## begin Reading passage

3. Where does the Fed see risks to the economic outlook?
“Messaging is going to be important” this time around, Reynolds says. That means Fed watchers may also want to tune closely in to Powell’s assessment of the balance of risks.
Trade tensions seem to have calmed down in the near term, after the “phase one” deal was signed. It’ll be worth watching just how much that’s altered the outlook, says Greg McBride, CFA, Bankrate chief financial analyst.
“What’s the economic assessment, particularly in light of the phase one deal with China being signed?” McBride says. “Does that in any way change the Fed’s economic outlook? Does it change in any way what they’ve been hearing from businesses, particularly with regard to the hesitancy to invest?”
But trade still poses a downside risk. President Donald Trump may set his sights on the European Union (EU) rather than China this year, Reynolds says, and if he decides to move forward with threatened tariffs on EU autos, it could shave “as much as 25 basis points” off of growth.
“Just because the U.S. and China signed a phase one deal doesn’t mean trade is officially off the table,” Reynolds says.
Much of the negativity surrounding the trade war is still out there, despite the recent resolutions. Records of the Fed’s December meeting indicated that business sentiment was still downbeat and concerns about the trade war were still weighing on firms’ investment decisions.
Manufacturing activity in the U.S. slumped for a fifth straight month in December, according to the Institute for Supply Management’s purchasing manager index. The sector has been bearing the brunt of the geopolitical conflict.
“It’s a tale of two economies,” Piegza says. “On the one hand, you have a labor market that’s relatively strong and a consumer that is showing unexpected resilience. But then you have weak investment, weak manufacturing, deteriorating overseas conditions. If we don’t see any resilience from any key sectors of the economy, it’s going to be increasingly difficult for the consumer to be able to continue to shoulder the economy alone.”
4. Will the Fed keep pumping billions into the financial system?
Apart from the Fed’s rate decisions, another aspect of Fed operations has been taking the spotlight: cash injections.
A cash crunch occurred Sept. 16 in an obscure yet vital corner of the financial system known as the repurchase, or repo, market. Wall Street banks often swap collateral and loans on this market, and interest rates normally hold at a similar level as the federal funds rate. That didn’t happen, and short-term lending costs skyrocketed to as high as 10 percent, pushing the daily federal funds rate up along with it.
It caught the attention of the Fed, who just a few months earlier had been gradually shrinking its balance sheet. The turmoil made the Fed wonder if it hadn’t reduced its assets too much.
As a result, the Fed’s open market trading desk out of the regional reserve bank in New York started injecting hundreds of billions of dollars in cash to avoid a repeat of the volatility.

## end Reading passage
## begin Given information

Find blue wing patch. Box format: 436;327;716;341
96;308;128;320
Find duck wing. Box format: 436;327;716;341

## end Given information

Given exercise => Rewrite the section of the Fed article starting at "A cash crunch" and ending at "along with it.", putting "soared" in place of "skyrocketed".

Written answer =>
A cash crunch occurred Sept. 16 in an obscure yet vital corner of the financial system known as the repurchase, or repo, market. Wall Street banks often swap collateral and loans on this market, and interest rates normally hold at a similar level as the federal funds rate. That didn’t happen, and short-term lending costs soared to as high as 10 percent, pushing the daily federal funds rate up along with it.